PAGE EXCERPT —
Segment Open

Ensuring Food and Nutrition Security through Changes in Food Development, Processing, and Culture

By Jeffrey Blumberg
During the next 50 years, the impacts of a worldwide population approaching 10 billion people and inexorable changes in global climate present a critical challenge to food security (i.e., ensuring that sufficient food is available) and nutrition security (i.e., ensuring that food quality meets human nutrient needs). New policies that identify and support solutions to feeding the world are essential; resources such as fertile land and fresh water are diminishing and changes in temperature and atmospheric carbon dioxide can reduce both crop yields and the nutrient quality of important plant foods. Because these problems are complex, solutions must be multi- pronged. These solutions must directly achieve greater production of nutritious foods with fewer resource inputs, improved food stability for storage and distribution, reduced food loss and waste, broader use of natural foodstuffs, and the development of novel foods using new technologies. Some of these solutions are apparent today and include: (i) using genetically engineered plants (commonly referred to as “genetically modified organisms” [GMOs]) to improve sustainability, yield, and nutrition, (ii) developing processing methods to safely enhance the preservation, storage, nutrient content, and transportation of food, (iii) creating approaches to reduce loss and waste throughout the food supply chain, and (iv) recognizing the value of uncommon and novel foods, e.g., from insects and bioprinting, respectively.

This paper was debated at the ISGP conference Food Safety, Security, and Defense: Focus on Food and the Environment, convened in partnership with Cornell University in October 2014.

Segment Closed

INPUT DATA —
Segment Open

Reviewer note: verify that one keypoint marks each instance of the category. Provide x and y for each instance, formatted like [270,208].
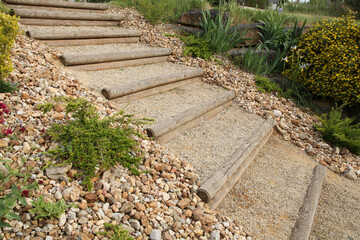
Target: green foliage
[197,47]
[48,210]
[7,87]
[328,60]
[265,84]
[9,28]
[89,142]
[161,10]
[18,192]
[115,232]
[340,131]
[219,34]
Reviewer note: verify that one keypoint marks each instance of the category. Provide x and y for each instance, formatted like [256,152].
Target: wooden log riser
[59,22]
[302,227]
[82,34]
[64,4]
[115,91]
[82,59]
[169,125]
[117,64]
[67,15]
[84,42]
[155,90]
[216,187]
[13,6]
[181,129]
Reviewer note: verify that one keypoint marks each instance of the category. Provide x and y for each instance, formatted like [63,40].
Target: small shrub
[219,34]
[48,210]
[89,142]
[330,60]
[340,131]
[115,232]
[265,84]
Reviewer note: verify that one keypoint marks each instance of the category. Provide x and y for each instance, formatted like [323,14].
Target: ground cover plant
[89,142]
[161,10]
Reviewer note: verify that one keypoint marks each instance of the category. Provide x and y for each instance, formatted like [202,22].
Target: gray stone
[56,172]
[155,234]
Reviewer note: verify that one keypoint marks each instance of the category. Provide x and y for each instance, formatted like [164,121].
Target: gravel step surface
[210,144]
[97,80]
[168,104]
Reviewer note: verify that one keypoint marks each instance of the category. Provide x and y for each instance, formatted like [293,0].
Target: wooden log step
[84,42]
[302,227]
[217,186]
[60,3]
[134,87]
[63,22]
[42,14]
[117,64]
[14,6]
[161,129]
[82,34]
[81,59]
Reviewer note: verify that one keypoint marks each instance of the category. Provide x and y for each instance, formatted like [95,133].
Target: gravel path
[166,105]
[97,80]
[267,198]
[210,144]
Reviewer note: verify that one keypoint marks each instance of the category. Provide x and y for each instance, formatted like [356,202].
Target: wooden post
[217,186]
[302,227]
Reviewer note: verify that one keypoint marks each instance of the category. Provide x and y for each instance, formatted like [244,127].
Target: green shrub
[161,10]
[265,84]
[340,131]
[197,47]
[48,210]
[330,60]
[89,142]
[219,34]
[9,28]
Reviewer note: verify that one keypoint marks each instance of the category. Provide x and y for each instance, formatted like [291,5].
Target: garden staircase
[173,95]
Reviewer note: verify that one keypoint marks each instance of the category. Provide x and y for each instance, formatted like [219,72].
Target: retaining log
[117,64]
[79,59]
[29,13]
[83,42]
[133,87]
[14,6]
[63,22]
[60,3]
[302,227]
[217,186]
[170,124]
[82,34]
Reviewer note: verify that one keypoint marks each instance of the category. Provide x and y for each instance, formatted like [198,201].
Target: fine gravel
[210,144]
[168,104]
[97,80]
[267,198]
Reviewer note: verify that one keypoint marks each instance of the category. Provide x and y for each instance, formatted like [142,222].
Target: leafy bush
[265,84]
[330,60]
[161,10]
[89,142]
[340,131]
[197,47]
[48,210]
[8,30]
[219,34]
[115,232]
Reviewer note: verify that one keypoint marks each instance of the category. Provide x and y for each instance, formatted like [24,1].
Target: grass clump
[91,143]
[161,10]
[340,131]
[265,84]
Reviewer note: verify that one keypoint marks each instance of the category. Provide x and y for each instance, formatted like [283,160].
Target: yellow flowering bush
[8,29]
[328,60]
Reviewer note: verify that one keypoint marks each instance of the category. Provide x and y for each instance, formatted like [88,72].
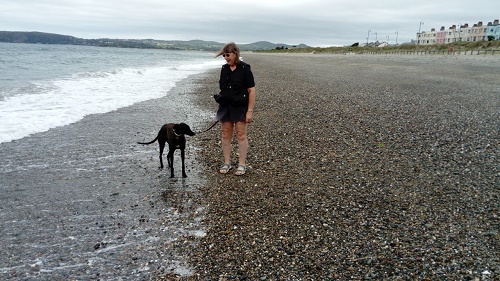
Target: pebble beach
[361,167]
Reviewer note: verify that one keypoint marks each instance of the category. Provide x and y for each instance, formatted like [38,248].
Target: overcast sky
[318,23]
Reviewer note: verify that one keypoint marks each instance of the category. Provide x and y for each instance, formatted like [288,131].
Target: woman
[236,104]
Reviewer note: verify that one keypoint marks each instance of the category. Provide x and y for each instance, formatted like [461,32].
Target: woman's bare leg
[227,137]
[241,136]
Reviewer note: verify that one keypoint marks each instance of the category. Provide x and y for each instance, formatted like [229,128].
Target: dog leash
[215,123]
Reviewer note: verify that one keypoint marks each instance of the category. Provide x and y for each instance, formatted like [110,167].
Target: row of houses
[463,32]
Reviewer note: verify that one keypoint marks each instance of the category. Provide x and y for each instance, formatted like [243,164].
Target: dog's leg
[183,167]
[170,159]
[162,147]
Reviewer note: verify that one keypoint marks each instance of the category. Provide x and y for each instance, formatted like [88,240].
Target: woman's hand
[249,116]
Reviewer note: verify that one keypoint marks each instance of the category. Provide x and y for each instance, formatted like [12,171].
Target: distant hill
[50,38]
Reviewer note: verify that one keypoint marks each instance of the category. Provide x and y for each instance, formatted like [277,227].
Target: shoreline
[359,168]
[84,201]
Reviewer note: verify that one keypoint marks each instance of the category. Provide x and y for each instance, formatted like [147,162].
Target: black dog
[173,134]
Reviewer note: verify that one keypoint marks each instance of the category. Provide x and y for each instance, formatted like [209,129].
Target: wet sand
[85,202]
[360,167]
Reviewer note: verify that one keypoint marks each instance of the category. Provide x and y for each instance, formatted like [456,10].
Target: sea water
[46,86]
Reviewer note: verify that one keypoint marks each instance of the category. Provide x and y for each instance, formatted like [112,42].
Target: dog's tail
[149,142]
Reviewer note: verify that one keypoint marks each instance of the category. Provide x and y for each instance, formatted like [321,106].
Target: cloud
[313,22]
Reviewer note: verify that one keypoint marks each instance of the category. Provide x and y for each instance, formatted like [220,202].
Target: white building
[463,32]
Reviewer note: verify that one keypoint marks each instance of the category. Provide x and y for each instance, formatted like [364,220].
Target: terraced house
[463,32]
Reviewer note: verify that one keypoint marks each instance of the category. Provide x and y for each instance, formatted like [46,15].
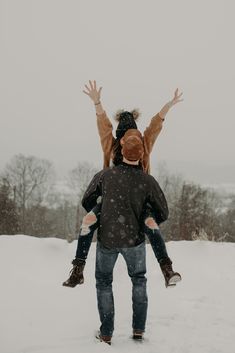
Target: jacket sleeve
[151,133]
[158,201]
[105,129]
[92,192]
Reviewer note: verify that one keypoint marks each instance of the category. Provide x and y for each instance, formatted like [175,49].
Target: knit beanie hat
[132,148]
[126,121]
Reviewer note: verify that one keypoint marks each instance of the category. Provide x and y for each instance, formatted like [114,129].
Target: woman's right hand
[92,92]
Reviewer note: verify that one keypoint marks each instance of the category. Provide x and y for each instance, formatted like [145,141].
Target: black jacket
[125,190]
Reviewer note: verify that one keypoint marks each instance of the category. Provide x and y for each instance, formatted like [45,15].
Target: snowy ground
[38,315]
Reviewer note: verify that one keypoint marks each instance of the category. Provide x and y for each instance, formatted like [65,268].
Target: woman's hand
[167,106]
[92,92]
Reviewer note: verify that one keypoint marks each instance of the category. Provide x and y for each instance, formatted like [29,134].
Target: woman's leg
[89,224]
[157,242]
[154,235]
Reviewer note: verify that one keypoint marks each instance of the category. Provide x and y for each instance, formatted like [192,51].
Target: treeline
[33,203]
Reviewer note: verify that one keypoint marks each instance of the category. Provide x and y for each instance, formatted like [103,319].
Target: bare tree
[29,178]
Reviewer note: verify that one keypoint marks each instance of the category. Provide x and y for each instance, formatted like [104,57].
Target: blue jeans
[135,258]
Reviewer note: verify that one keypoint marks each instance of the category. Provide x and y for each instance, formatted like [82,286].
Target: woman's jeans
[135,258]
[88,228]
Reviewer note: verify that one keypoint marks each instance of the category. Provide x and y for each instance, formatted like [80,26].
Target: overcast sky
[139,52]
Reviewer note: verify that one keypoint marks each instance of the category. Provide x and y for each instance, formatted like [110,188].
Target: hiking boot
[102,338]
[138,335]
[171,277]
[76,274]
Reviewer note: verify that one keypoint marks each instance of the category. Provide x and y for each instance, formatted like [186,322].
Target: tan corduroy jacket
[107,139]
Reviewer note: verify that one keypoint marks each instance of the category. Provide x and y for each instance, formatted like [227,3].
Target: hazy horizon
[139,53]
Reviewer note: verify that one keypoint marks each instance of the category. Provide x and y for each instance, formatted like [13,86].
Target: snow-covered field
[38,315]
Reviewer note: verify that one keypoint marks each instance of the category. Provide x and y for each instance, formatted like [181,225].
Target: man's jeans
[135,258]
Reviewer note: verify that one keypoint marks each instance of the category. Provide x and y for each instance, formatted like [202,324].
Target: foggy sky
[139,52]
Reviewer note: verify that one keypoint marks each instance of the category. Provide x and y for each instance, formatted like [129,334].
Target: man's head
[126,120]
[132,145]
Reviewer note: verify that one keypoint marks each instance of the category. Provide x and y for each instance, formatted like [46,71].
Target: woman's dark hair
[126,121]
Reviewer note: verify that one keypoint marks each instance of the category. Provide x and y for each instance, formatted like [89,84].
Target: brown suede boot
[105,339]
[171,277]
[138,335]
[76,274]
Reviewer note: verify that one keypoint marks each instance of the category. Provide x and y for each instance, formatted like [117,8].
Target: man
[125,190]
[112,150]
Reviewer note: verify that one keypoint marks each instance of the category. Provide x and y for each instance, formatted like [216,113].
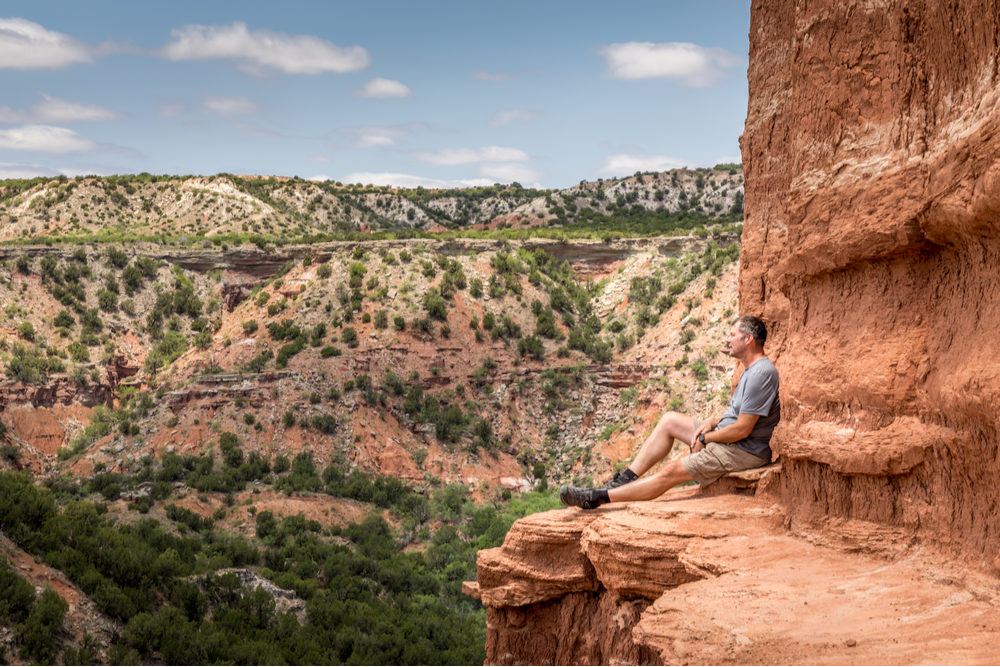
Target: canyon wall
[871,249]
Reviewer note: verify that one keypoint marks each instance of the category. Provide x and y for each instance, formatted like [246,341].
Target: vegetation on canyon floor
[491,355]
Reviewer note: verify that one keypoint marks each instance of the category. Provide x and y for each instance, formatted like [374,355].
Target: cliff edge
[870,248]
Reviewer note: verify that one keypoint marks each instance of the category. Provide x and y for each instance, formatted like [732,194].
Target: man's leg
[657,446]
[670,475]
[661,441]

Segment Closed

YOUR TASK —
Answer these questions from the passage on food and nutrition security.
(a) How does the passage define nutrition security?
(b) Which two sources does the passage give as examples of uncommon and novel foods?
(c) With which university, and in what month and year, was the conference where this paper was debated convened?

ANSWER SECTION —
(a) Ensuring that food quality meets human nutrient needs.
(b) Insects and bioprinting.
(c) Cornell University, in October 2014.